• Aim
Reproduce the passage of the piece on the Illinois Secure Choice Savings Program that begins with "So yes, encouraging" and ends with "private sector employees.", changing "fantastic" to "worthwhile".

• Text passage
- - -

We did pass one bill, however, that I am not happy about.  Senate Bill 2758, which will take effect on June 1, 2015, creates the Secure Choice Savings Program. The irony of that name is the word choice—the bill mandates that employers of 25 or more employees participate (employees will automatically be enrolled having 3% deducted from their paycheck and sent to the state program, but they will have the option to opt out). And, of course, the other glaring irony is the word secure, and the word savings, for that matter.  Money in the hands of the Illinois government secure?  And whoever heard of the Illinois government saving money?  My apologies if I sound a bit skeptical.

The concept behind the bill, to help Illinois workers save for retirement, really isn’t so bad.  A recent Crain’s Chicago Business article quotes the bill’s sponsor State Senator Daniel Biss (D-Evanston) as saying that “of all the economic questions affecting the middle class, retirement is the one most under discussed.”  And he’s right—a recent AARP statistic shows that “45 percent of working-age households have NO retirement savings.”  That’s a pretty dismal number.  Sure, those folks have Social Security to fall back on, but the average monthly Social Security check is around $1,300. When was the last time you lived on $1,300 a month?

So yes, encouraging Illinois workers to save is a fantastic idea.  But one-size-fits-all legislation for every private employer and employee in the state was not the way to do it.  Have you heard about the Illinois pension mess? Or what about our unbalanced budget? Or our massive debt? And now we expect our state government to manage retirement funds for private sector employees.

In a May 7, 2014 Crain’s Chicago Business article, Philip O’Connor, Illinois’ director of insurance from 1979 to 1982, also questions Illinois’ ability to manage funds, saying that the “Illinois’ record managing its own public employee pension program suggests that managing private-sector retirement funds is the last swamp the state should be wading in.” O’Connor lists a few other problems with the bill, notably that it is “a government program that largely duplicates IRA services already available online,” that unintended enrollments will likely occur, that employees who opt in but then decide they can’t afford to have 3% taken out of their paycheck will face tax penalties if they withdraw early from their IRA, and that litigation will likely occur “over whether a state can compel participation in IRA programs Congress designed as voluntary.”

In addition, the program will cost $15 million to $20 million in startup fees, and while, according to an Illinois Policy article on December 2, the Office of Management and Budget’s note on the bill “indicates no fiscal impact on the theory that private interests or federal government will fund the program,” the bill does “allow the program to receive state funds, and you can bet the pressure will come to finance startup costs with general fund appropriations.”  In a time when we should be cutting spending, not increasing it, a bill that creates more spending is not good news for our state’s financial crisis.

The bill also brings the government into a role that “is not truly governmental,” according to the same Illinois Policy article.  And here’s the real catch—the administrative expenses, including the staff of the board, will be paid from a separate fund that does not require appropriations to spend from so, according to the Illinois Policy Institute, the staff of the board will essentially be “off the books.”  They are also not covered by the same personnel code as civil-service positions, so “they can easily be used as political operatives as they conduct their state business” since they are not given the same hiring and firing protections given to typical state employees.

- - -

• Data shown
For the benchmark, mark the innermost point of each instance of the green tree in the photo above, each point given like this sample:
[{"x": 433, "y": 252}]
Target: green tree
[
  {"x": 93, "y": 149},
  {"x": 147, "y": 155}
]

- - -

• Exercise output
So yes, encouraging Illinois workers to save is a worthwhile idea.  But one-size-fits-all legislation for every private employer and employee in the state was not the way to do it.  Have you heard about the Illinois pension mess? Or what about our unbalanced budget? Or our massive debt? And now we expect our state government to manage retirement funds for private sector employees.